**WRITTEN TASK:**
Transcribe precisely those lines of the listing that fall between the line containing "Where can you see the lamp" and the last line, inclusive of both.

**RECORD EXCERPTS:**
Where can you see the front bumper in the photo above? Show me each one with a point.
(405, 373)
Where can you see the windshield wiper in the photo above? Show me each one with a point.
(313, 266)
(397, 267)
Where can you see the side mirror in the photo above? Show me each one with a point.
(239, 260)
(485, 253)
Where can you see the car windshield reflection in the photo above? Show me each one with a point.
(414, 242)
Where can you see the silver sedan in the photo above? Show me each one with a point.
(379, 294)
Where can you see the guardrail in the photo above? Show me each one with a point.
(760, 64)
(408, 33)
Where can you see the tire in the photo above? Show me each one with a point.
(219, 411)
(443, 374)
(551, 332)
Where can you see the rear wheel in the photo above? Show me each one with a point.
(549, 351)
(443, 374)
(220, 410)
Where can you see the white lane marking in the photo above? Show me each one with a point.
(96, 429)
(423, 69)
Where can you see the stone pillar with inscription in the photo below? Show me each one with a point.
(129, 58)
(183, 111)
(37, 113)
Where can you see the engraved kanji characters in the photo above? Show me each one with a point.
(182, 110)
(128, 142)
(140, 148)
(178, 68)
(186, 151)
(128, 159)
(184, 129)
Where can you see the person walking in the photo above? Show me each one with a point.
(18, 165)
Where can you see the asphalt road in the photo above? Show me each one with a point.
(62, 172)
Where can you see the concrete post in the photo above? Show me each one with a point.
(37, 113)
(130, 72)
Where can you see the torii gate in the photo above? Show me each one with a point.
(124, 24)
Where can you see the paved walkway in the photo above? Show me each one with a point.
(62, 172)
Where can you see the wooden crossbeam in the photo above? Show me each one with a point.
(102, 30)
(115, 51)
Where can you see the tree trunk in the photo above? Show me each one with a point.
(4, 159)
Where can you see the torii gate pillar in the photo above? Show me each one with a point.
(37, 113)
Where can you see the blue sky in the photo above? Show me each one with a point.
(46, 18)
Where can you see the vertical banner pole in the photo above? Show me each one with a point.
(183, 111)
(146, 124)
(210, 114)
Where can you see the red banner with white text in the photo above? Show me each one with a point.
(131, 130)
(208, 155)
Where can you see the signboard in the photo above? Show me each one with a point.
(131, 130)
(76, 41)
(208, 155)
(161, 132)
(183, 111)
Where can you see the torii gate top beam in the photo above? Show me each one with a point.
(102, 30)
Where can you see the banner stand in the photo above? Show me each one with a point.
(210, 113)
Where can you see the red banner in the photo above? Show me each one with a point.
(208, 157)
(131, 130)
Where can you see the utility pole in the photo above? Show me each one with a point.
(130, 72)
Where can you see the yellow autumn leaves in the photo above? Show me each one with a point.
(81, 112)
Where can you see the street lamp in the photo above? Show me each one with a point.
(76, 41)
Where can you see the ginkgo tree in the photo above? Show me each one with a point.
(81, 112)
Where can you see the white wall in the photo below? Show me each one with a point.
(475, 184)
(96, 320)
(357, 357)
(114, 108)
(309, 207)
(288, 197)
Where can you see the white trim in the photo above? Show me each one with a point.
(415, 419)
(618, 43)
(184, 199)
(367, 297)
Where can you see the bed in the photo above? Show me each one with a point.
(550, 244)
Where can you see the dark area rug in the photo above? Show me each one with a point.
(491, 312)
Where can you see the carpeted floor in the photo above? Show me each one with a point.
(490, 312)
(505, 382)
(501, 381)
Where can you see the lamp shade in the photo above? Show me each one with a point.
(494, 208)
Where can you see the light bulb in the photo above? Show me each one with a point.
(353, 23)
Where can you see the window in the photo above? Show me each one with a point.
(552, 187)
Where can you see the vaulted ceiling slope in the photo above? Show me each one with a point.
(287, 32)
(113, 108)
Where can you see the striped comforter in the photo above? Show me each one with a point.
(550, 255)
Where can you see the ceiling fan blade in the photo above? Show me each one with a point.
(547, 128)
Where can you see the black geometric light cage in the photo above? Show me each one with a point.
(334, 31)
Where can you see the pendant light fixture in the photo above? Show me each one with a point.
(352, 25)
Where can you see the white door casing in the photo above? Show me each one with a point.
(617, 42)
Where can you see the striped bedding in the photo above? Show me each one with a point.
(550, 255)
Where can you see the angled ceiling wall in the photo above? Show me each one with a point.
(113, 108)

**FULL ANSWER:**
Where can you see the lamp shade in the photo above? Show me each one with a point.
(494, 208)
Where can you see the light bulb in the photo above? Show me each one with a point.
(353, 23)
Where can you see the window in the photo above? Show me each one with a point.
(552, 187)
Where can you see the vaulted ceiling slope in the photo above? Show me each one with a point.
(287, 32)
(113, 108)
Where can you see the striped comforter in the photo above? Show me each one with a point.
(550, 255)
Where can you see the ceiling fan blade in the photo above? Show me each one with a point.
(547, 128)
Where can you see the black geometric light cage in the photo above? Show me each one with a point.
(334, 31)
Where can you see the pendant light fixture in the photo above? Show me each one with a point.
(352, 25)
Where can you see the white door casing in the photo above? Show me each one with a point.
(617, 42)
Where can you see the striped bedding in the photo above? Show me each one with a point.
(550, 255)
Where can you see the angled ceiling wall in the photo above? Show me each one with a point.
(113, 108)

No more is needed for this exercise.